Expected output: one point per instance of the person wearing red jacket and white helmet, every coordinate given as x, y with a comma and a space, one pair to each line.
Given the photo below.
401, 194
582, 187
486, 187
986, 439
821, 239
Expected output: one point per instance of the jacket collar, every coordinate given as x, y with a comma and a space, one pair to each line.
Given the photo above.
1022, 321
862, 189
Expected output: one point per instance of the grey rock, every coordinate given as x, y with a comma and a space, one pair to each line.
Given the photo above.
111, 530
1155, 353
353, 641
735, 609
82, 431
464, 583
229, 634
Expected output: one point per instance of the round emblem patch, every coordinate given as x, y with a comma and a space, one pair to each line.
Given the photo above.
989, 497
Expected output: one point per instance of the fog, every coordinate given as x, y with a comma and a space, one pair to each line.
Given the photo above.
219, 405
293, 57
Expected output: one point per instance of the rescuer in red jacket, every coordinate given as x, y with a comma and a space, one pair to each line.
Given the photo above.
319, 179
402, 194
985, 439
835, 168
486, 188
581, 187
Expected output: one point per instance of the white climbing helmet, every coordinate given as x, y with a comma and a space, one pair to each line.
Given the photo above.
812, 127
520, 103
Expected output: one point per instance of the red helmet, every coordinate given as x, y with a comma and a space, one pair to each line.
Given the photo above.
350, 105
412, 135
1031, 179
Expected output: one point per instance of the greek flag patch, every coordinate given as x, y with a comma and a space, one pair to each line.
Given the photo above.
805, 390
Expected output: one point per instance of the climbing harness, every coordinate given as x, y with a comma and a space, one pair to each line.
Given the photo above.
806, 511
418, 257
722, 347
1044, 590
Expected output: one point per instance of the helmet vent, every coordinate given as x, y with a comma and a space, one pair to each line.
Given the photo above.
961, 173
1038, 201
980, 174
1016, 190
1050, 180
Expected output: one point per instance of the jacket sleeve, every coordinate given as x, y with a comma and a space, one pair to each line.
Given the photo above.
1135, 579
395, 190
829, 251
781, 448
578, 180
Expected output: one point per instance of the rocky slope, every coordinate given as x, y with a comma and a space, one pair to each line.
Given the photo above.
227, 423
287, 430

============================================================

*Task description*
Express every line of the rows above as a JSON list of strings, with one string per line and blank lines omitted.

*Reply*
[
  "Expected output: one point per instance of the person wearing red jacket and white helmet, every coordinate given as x, y with a comma and a space, one pair to each line.",
  "Given the photo below.",
  "401, 194",
  "582, 187",
  "486, 187",
  "986, 439",
  "821, 239",
  "Expected output: one point per instance of the jacket collar, every coordinate given as x, y with a comma and a space, one pair to each line.",
  "Given the photo above.",
  "1022, 321",
  "862, 189",
  "Expected output: one point per instance of the grey rock, every coordinate given as x, y with a comma and a space, one pair to each line.",
  "Given the photo above.",
  "111, 530",
  "1155, 353",
  "353, 641",
  "735, 609",
  "82, 431",
  "464, 583",
  "229, 634",
  "Expected output: one point per instance of the round emblem patch, every coordinate given as x, y with a comma and a space, one pair to each line.",
  "Given the photo above.",
  "989, 497",
  "Expected output: one point per instance of the fog, every coordinate given as x, y with a comma and a space, one pair to each line.",
  "Given the photo above.",
  "219, 405",
  "293, 57",
  "Expected output: one point per instance of the rescuer in red jacket, every coordinate given as x, y with a comma and a space, one pair to each line.",
  "Given the photo above.",
  "319, 179",
  "402, 194",
  "985, 439",
  "835, 168",
  "486, 188",
  "581, 187",
  "Expected output: one point per instance of the white climbing helmet, every coordinate given as x, y with a comma and a space, one pair to each line.",
  "Given the photo above.",
  "812, 127",
  "520, 103",
  "Expected output: one point per instance of the red helmet, every coordinate given as x, y with a comma and a space, one pair to each line.",
  "Given the photo above.",
  "350, 105",
  "412, 135",
  "1031, 179",
  "Expected output: one point per instance of the greek flag patch, every coordinate given as x, y with a comma and a space, one pair to each line.",
  "Given the photo above.",
  "805, 390",
  "Expected output: one point per instance of the climbing harness, every coordinate given as x, y with a comma and a space, one pair to each line.",
  "Given the photo above.",
  "806, 511",
  "418, 257",
  "722, 347",
  "1044, 590",
  "Expected output: one point per instance of the helmet vent, every coordinate given as x, y with a comma and a space, one pair to each line.",
  "Given the photo above.",
  "961, 173",
  "1038, 201",
  "980, 174",
  "1016, 190",
  "1050, 180",
  "Expected output: one point per instance of the jacket sleeve, every coordinate given as x, y with a comma and a space, one pair to each line.",
  "Given the photo above.",
  "1135, 579",
  "395, 190",
  "829, 251",
  "781, 448",
  "578, 180",
  "Expected output: one point per instance of the rocky slope, every coordinate given as x, y with a comma and a space, one pair to each line.",
  "Given the photo above.",
  "227, 423",
  "287, 430"
]